#### ФРАГМЕНТ ТЕКСТА

Император Акбар – шаху Аббасу I

Во-вторых, Ваше высокочтимое письмо, отправленное через украшающего и пользующегося большим и заслуженным доверием Манучехр бека эшикагасибаши, который обладает тонким умом и проницательностью, величием и благосклонностью превосходит других с точки зрения знания условий исполнения обязанностей посланника, было получено нами в благоприятный и счастливый час и стало толчком к обновлению и усилению давней дружбы и единства, которые всегда были присущи отношениям двух могущественных династий»

(Тексты писем приводятся по изданию «Сефевиды и Великие Моголы в мусульманской дипломатике». СПб. СПбГУ. 2004, пер. А. Фарзалиева и Р. Мамедовой).

 

Аббас Великий

Один из виднейших правителей Персии – шах Аббас I Великий приходился внуком шаху Тахмаспу. Его отец Мохаммад I Худабенде был возведен на престол кызылбашами, они же в 1582 году провозгласили шахом его младшего сына. Но юный правитель Аббас был наделен немалыми державными способностями, поэтому именно ему удалось реформировать армию и привести страну к процветанию. «Своим умелым правлением он сумел преодолеть неурядицы и признаки слабости, проявившиеся в Иране, – пишет о нем Али Акбар Велаяти. – При этом монархе могущество Ирана во всем всем мире было признано настолько, что европейские монархи и Папа Римский стали направлять к его двору своих послов».

Наблюдая, как кызылбаши оказались силой, которая, подобно древнеримским преторианцам, решала, какому правителю взойти на престол, Аббас быстро осознал опасность как для себя лично, так и того, что по прихоти этих воинственных кланов страна может быть ввергнута в полный хаос.

«До начала царствования шаха ʻАббаса и создания современной армии основу иранского войска составляли кызылбашские части, – подчеркивает в своей книге Али Акбар Велаяти. – Это была грозная военная сила, которая вызывала уважение даже у османских правителей. Но после битвы при Чальдаране стало совершенно очевидно, что следует менять всю структуру армии. Шах Тахмасп набрал молодежь молодежь в пятитысячный полк, названный «курчи» и составивший ядро небольшой армии, которая впоследствии была развита усилиями шаха ʻАббаса Великого. Таким образом, была проделана необходимая работа для последующих военных реформ этого монарха».

«Шах Тахмасп набрал молодежь молодежь в пятитысячный полк, названный «курчи» и составивший ядро небольшой армии, которая впоследствии была развита усилиями шаха ʻАббаса Великого».

########
#### ПРЕДОСТАВЛЕННЫЙ МАТЕРИАЛ

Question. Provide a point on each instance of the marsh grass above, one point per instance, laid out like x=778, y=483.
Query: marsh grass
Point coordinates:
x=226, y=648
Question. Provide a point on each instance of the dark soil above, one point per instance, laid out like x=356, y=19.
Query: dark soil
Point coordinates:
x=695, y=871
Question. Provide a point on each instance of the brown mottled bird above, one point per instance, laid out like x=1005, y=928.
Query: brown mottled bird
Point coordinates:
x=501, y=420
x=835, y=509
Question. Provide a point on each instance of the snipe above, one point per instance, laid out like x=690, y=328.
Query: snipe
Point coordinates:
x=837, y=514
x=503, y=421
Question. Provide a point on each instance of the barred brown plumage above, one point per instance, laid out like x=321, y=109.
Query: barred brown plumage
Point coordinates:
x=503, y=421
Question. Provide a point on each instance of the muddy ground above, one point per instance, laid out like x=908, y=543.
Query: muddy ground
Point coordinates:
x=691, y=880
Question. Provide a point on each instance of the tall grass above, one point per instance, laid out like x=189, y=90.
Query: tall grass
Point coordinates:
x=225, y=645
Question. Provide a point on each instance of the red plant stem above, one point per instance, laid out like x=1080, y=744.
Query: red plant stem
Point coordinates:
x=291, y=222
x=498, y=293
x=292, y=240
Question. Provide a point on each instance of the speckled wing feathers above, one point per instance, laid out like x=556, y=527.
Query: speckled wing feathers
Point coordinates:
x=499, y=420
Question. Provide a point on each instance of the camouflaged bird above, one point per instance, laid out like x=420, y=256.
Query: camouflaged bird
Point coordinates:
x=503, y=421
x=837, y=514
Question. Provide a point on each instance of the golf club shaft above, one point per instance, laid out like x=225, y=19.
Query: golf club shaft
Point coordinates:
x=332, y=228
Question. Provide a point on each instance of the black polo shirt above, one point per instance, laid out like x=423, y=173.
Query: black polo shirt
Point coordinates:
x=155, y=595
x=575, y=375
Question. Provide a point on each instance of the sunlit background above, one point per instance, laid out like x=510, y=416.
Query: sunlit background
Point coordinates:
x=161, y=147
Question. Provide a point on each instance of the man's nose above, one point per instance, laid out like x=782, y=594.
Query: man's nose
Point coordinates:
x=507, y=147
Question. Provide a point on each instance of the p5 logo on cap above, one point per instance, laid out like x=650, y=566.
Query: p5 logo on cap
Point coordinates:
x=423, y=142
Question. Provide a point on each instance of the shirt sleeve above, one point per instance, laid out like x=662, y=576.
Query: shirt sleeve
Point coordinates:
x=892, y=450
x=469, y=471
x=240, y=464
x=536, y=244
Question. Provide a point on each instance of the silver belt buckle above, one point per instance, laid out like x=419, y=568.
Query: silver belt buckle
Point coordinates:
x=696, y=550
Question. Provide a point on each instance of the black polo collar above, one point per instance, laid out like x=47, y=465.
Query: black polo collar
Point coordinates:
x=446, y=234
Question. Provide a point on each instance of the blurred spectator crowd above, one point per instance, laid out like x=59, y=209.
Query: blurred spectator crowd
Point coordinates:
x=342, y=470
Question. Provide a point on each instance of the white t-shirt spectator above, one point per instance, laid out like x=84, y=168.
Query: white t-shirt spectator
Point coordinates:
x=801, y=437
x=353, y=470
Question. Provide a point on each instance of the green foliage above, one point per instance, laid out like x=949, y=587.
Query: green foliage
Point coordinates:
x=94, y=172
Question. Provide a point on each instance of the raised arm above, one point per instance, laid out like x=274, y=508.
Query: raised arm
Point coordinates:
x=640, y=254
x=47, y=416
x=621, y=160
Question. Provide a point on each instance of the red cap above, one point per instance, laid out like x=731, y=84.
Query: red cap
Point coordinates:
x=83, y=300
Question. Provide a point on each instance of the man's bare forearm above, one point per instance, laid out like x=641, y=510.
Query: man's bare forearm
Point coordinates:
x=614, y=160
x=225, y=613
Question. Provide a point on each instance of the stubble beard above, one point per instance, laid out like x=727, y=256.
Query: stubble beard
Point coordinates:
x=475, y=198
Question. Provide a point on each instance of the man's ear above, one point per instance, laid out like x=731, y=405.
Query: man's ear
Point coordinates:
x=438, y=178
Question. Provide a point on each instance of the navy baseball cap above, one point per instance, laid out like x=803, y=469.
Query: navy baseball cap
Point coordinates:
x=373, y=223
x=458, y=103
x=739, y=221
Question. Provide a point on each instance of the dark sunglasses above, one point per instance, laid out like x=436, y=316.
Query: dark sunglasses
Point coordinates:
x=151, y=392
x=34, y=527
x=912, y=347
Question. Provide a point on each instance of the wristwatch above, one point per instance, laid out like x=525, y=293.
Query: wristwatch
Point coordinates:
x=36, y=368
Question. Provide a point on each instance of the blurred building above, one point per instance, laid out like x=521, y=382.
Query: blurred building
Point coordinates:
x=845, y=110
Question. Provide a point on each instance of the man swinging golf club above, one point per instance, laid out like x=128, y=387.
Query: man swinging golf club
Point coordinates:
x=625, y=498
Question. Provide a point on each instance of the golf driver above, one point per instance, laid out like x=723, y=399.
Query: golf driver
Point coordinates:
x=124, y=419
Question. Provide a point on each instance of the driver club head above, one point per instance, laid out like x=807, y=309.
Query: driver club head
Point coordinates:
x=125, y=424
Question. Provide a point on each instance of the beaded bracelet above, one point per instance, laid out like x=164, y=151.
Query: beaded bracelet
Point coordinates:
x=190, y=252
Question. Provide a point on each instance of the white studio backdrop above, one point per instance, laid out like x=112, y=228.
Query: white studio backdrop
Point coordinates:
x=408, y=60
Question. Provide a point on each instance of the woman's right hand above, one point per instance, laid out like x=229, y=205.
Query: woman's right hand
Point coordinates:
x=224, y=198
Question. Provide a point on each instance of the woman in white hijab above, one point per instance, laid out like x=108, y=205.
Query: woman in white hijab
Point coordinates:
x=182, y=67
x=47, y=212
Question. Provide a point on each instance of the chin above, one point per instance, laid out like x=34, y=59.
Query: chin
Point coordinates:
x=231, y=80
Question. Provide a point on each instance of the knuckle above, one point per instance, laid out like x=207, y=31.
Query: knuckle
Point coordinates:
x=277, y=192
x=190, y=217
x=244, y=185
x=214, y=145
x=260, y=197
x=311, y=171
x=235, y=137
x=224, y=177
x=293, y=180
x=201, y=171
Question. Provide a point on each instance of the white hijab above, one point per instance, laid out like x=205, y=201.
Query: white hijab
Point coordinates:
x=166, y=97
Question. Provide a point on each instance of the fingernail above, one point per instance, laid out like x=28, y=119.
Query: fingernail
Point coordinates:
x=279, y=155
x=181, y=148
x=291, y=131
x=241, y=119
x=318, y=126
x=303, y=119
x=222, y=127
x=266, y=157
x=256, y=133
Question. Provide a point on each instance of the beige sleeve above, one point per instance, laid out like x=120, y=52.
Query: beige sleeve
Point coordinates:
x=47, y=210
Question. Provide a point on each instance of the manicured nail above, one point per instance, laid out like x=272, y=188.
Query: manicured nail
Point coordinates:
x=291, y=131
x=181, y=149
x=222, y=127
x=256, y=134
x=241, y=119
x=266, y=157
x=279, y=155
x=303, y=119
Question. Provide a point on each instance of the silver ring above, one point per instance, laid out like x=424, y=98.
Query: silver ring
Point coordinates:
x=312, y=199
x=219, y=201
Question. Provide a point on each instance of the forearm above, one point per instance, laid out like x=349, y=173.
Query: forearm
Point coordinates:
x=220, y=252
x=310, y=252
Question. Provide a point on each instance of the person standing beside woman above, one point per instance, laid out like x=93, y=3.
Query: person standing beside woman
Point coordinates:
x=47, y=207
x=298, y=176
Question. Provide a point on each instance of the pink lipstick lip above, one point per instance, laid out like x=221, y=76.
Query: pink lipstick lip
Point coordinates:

########

» ЗАДАНИЯ:
(1) В каком году, согласно тексту об Аббасе Великом, кызылбаши провозгласили шахом младшего сына Мохаммада I Худабенде?
(2) Продолжите текст об Аббасе Великом.
Этот материал взят из другого источника.

» ОТВЕТЫ К ЗАДАНИЯМ:
(1) В 1582 году.

(2)
Али Акбар Велаяти

Он приступил к изменению структуры вооруженных сил, планомерно заменяя кызылбаши наемными войсками из сопредельных земель. Кроме того, он привлек к реформированию персидской армии военных специалистов из Европы, поскольку было ясно, что войска старого образца терпят крах при столкновении с подразделениями европейского образца. Особую роль в обновлении персидской армии при Аббасе сыграли братья Ширли.

Англичане Энтони и Роберт Ширли в 1598 году прибыли в Персию – по разным версиям, то ли в качестве посланников королевы Елизаветы I, намеревавшейся заключить с Аббасом союз против турок-османов, то ли целенаправленно в качестве военных советников. Относительно союза Аббас I ответа тогда не дал, но предложил братьям службу при своем дворе. Они согласились, но год спустя шах отправил старшего из них, Энтони, с дипломатической миссией в Европу, и обратно тот не вернулся.

А Роберт остался служить у шаха, и ему было поручено руководство военной реформой. Л. С. Васильев в книге «История Востока» указывает, что в результате реформы был создан «12-тысячный корпус стрелков-мушкетеров и 12-тысячный корпус артиллеристов, что вместе с корпусом гвардейцев-гулямов, в основном, из кавказцев, составило ядро регулярной армии… Все это укрепило позиции шаха». Теперь Аббас I мог опираться на преданную лично ему дисциплинированную и качественно оснащенную армию. «Шах Аббас создал новую регулярную армию с особой дисциплиной на основе ядра из «шахсевенов» («сторонников шаха»), представлявших различные национальные меньшинства страны, – пишет Али Акбар Велаяти. – При помощи братьев Ширли шах получил ценные военные знания, соответствующие требованиям той эпохи и уровню военного дела».

В Персии впервые появились пехота, кавалерия и артиллерия в новейшем понимании. Было организовано производство пушек и боеприпасов. «С этой-то хорошо вооруженной и модернизированной армией он обрушился на кызылбашей, – пишет Али Акбар Велаяти. – Заодно обеспечил безопасность страны и упорядочил ее экономическую систему. Шах ʻАббас придавал огромное значение торговле, особенно внешней. Он активно развивал отношения с европейскими странами. Многочисленность его послов при европейских дворах свидетельствовала о том, насколько активно велась работа по установлению внешних связей Ирана в то время. Одним из свидетельств успешности деятельности шаха ʻАббаса стало то, что Шарден, посетив Иран, отметил, что такого величия страна уже не сможет добиться после смерти этого великого шаха».

«Шах Аббас создал новую регулярную армию с особой дисциплиной на основе ядра из «шахсевенов» («сторонников шаха»), представлявших различные национальные меньшинства страны. При помощи братьев Ширли шах получил ценные военные знания, соответствующие требованиям той эпохи и уровню военного дела».
Али Акбар Велаяти

Кроме реформы армии, шаху Аббасу потребовалось осуществить и денежную реформу, поскольку за 11 лет постоянной смены власти в Персии финансовая система пришла в совершенно расстроенное состояние. Аббас ввел монету «аббаси», достоинство которой равнялось одному мискалю серебра.

Шах Аббас I провел ряд удачных завоевательных походов, присоединив к своим владениям Хорасан, Гилян и Мазандеран, а также Лурестан и Кандагар. Он успешно воевал с турками, вернув потерянные после Чальдаранской битвы территории – часть Армении и Грузии, а также Ширван, – и снова занял Багдад в 1623 году.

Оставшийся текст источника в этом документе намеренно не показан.